Report every line in the material below that contains the word "front".

>> start Input rows

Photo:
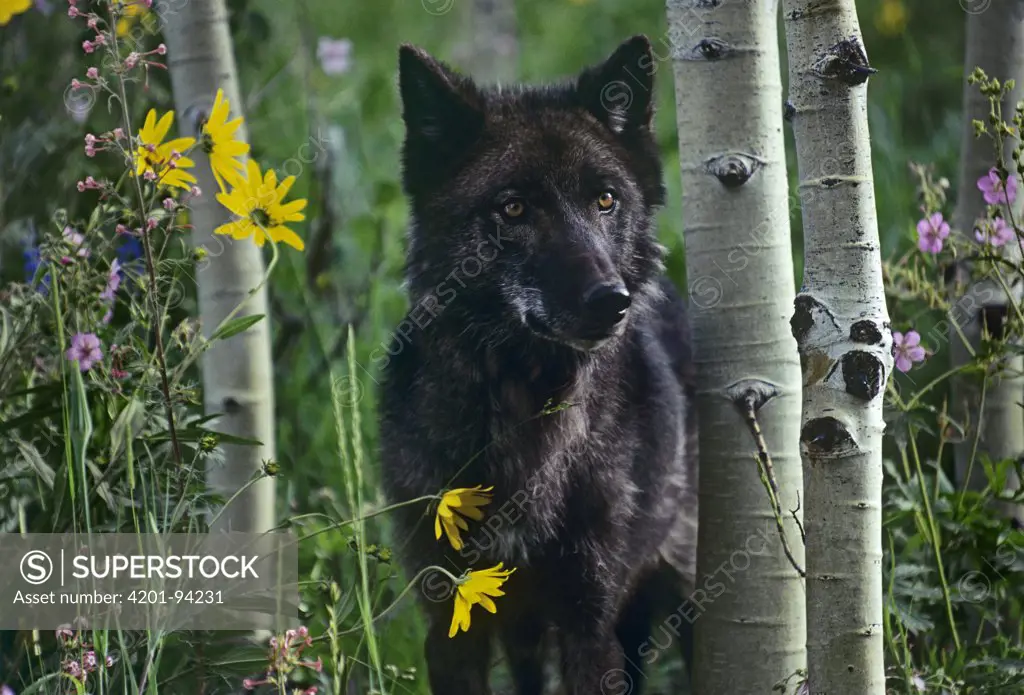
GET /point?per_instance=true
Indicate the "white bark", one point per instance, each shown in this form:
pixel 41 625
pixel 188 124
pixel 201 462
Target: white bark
pixel 995 43
pixel 739 264
pixel 842 328
pixel 238 379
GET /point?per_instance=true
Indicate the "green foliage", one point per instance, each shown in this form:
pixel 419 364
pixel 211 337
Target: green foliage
pixel 92 450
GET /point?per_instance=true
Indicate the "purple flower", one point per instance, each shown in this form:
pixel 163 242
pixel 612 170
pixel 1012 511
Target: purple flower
pixel 995 231
pixel 907 350
pixel 113 281
pixel 335 55
pixel 931 231
pixel 992 187
pixel 86 349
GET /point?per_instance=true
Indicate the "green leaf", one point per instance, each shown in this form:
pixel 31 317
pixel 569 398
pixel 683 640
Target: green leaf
pixel 235 327
pixel 33 458
pixel 128 424
pixel 32 416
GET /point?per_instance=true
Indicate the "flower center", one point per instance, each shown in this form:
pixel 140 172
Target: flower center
pixel 260 218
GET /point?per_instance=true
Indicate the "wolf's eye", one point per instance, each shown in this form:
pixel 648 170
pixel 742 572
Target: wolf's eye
pixel 513 209
pixel 606 202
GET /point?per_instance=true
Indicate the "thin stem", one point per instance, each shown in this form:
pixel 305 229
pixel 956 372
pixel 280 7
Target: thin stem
pixel 934 535
pixel 150 266
pixel 409 587
pixel 974 448
pixel 371 515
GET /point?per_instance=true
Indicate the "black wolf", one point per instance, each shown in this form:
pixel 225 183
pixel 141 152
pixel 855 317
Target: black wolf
pixel 545 355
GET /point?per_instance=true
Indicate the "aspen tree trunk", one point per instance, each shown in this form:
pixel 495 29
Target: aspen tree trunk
pixel 493 50
pixel 739 264
pixel 842 329
pixel 238 379
pixel 994 43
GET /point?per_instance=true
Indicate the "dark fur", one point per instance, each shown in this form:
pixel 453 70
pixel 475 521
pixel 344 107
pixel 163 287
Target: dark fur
pixel 587 496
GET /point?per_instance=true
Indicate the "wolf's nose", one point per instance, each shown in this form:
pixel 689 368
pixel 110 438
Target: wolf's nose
pixel 605 304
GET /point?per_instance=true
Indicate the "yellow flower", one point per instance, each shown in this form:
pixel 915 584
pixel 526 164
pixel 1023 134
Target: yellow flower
pixel 257 202
pixel 164 162
pixel 130 11
pixel 218 142
pixel 462 501
pixel 891 19
pixel 475 588
pixel 9 8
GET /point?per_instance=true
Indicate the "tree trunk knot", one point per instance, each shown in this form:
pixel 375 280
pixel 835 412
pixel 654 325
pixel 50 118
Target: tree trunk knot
pixel 862 374
pixel 826 437
pixel 710 49
pixel 845 61
pixel 734 169
pixel 865 332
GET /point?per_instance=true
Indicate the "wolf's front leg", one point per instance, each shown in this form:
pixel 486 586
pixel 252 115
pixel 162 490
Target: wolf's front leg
pixel 592 663
pixel 458 664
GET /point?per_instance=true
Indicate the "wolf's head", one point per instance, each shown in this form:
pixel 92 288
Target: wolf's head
pixel 531 206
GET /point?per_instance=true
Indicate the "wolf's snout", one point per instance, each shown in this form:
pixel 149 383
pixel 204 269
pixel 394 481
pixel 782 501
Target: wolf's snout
pixel 605 305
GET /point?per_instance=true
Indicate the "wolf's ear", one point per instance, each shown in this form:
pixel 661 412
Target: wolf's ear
pixel 439 106
pixel 621 90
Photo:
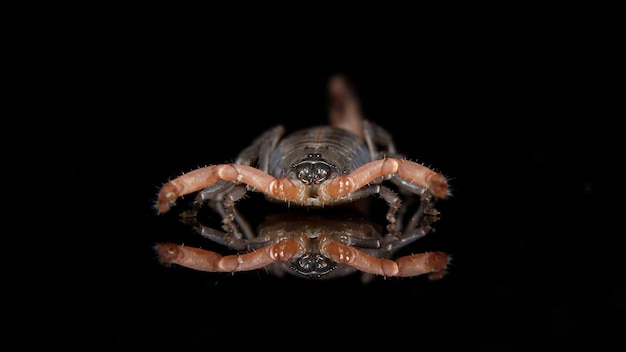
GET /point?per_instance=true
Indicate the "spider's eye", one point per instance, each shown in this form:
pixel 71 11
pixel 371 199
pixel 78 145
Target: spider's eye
pixel 312 172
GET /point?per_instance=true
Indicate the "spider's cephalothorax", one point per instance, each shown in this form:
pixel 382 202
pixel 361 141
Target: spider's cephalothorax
pixel 315 170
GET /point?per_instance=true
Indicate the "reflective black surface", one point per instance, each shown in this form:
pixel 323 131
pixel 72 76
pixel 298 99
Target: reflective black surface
pixel 513 104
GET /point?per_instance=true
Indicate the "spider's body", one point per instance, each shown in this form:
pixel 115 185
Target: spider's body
pixel 320 168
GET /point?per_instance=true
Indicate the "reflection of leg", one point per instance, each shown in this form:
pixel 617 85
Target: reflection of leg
pixel 433 263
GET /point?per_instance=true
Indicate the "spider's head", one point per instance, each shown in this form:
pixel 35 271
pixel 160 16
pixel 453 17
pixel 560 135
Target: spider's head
pixel 313 265
pixel 313 170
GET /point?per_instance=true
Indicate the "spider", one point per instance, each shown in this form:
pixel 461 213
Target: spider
pixel 324 175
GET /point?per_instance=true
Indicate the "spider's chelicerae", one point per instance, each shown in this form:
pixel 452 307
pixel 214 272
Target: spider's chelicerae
pixel 323 175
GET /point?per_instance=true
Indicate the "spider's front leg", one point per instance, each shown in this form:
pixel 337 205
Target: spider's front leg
pixel 414 173
pixel 204 260
pixel 196 180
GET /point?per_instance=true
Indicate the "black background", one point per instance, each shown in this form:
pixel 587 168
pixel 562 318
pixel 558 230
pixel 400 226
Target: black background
pixel 515 103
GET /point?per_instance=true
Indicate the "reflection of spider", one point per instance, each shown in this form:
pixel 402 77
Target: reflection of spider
pixel 320 169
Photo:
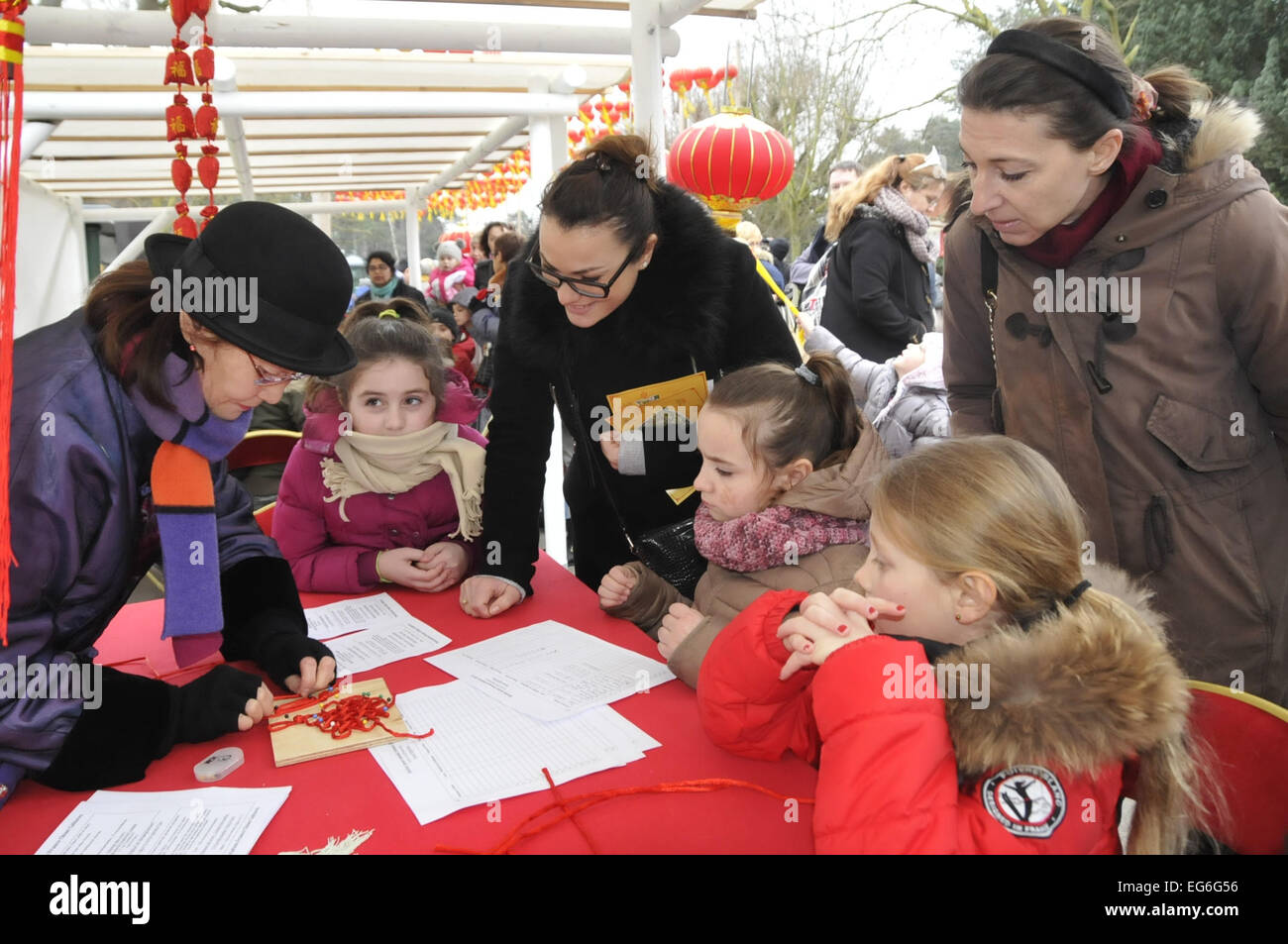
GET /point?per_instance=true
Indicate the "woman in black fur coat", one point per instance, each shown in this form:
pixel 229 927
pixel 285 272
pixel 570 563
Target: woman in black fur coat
pixel 682 296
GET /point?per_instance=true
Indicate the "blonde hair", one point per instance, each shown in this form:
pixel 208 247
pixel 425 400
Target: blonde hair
pixel 992 504
pixel 889 172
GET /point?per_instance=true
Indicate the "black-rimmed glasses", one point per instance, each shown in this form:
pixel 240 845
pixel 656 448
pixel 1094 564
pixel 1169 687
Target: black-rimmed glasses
pixel 587 287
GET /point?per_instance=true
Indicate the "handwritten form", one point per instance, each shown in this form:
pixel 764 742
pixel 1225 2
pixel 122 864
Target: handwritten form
pixel 378 631
pixel 210 820
pixel 483 750
pixel 553 672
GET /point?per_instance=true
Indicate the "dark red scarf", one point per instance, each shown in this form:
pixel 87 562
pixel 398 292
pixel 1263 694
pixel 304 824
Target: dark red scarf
pixel 1060 244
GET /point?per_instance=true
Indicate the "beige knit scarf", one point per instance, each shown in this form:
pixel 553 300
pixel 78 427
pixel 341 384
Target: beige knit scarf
pixel 391 465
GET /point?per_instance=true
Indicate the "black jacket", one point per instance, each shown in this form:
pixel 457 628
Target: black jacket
pixel 877 291
pixel 699 303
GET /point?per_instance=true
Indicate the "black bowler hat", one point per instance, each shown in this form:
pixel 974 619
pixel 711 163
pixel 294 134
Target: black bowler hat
pixel 301 284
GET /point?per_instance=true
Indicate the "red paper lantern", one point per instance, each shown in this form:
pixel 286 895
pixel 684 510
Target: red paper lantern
pixel 732 161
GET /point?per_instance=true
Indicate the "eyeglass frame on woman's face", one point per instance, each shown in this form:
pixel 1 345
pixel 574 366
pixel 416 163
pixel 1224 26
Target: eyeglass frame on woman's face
pixel 545 274
pixel 267 378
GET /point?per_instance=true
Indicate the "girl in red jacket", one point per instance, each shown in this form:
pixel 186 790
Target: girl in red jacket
pixel 984 695
pixel 390 494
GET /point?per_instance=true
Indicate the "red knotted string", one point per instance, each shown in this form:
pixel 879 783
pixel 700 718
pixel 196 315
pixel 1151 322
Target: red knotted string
pixel 339 717
pixel 574 805
pixel 11 154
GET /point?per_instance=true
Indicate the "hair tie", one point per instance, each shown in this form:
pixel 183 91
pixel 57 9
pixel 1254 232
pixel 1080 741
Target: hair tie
pixel 1067 59
pixel 1076 592
pixel 807 374
pixel 1144 99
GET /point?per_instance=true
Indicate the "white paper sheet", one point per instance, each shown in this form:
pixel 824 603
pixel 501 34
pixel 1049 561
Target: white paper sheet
pixel 483 751
pixel 361 613
pixel 361 652
pixel 210 820
pixel 553 672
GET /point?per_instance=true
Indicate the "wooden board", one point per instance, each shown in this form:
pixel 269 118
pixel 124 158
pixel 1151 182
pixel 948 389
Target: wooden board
pixel 303 742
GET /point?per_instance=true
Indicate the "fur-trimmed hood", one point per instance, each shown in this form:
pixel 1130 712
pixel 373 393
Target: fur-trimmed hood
pixel 1077 689
pixel 677 305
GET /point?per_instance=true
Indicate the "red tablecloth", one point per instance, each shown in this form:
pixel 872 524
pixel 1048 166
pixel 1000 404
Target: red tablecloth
pixel 335 794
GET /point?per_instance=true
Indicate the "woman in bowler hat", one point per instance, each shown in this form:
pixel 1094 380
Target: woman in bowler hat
pixel 123 413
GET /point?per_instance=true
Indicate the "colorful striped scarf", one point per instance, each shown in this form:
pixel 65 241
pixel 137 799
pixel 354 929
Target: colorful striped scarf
pixel 183 497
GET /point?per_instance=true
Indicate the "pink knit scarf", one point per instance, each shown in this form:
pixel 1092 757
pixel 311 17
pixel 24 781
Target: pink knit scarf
pixel 773 537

>> end Input rows

Answer below:
Indicate the "wolf's front leg", one point per instance, each shown in this form:
Target: wolf's front leg
Indicate the "spider's front leg", one point per instance, each shown in this form:
Target: spider's front leg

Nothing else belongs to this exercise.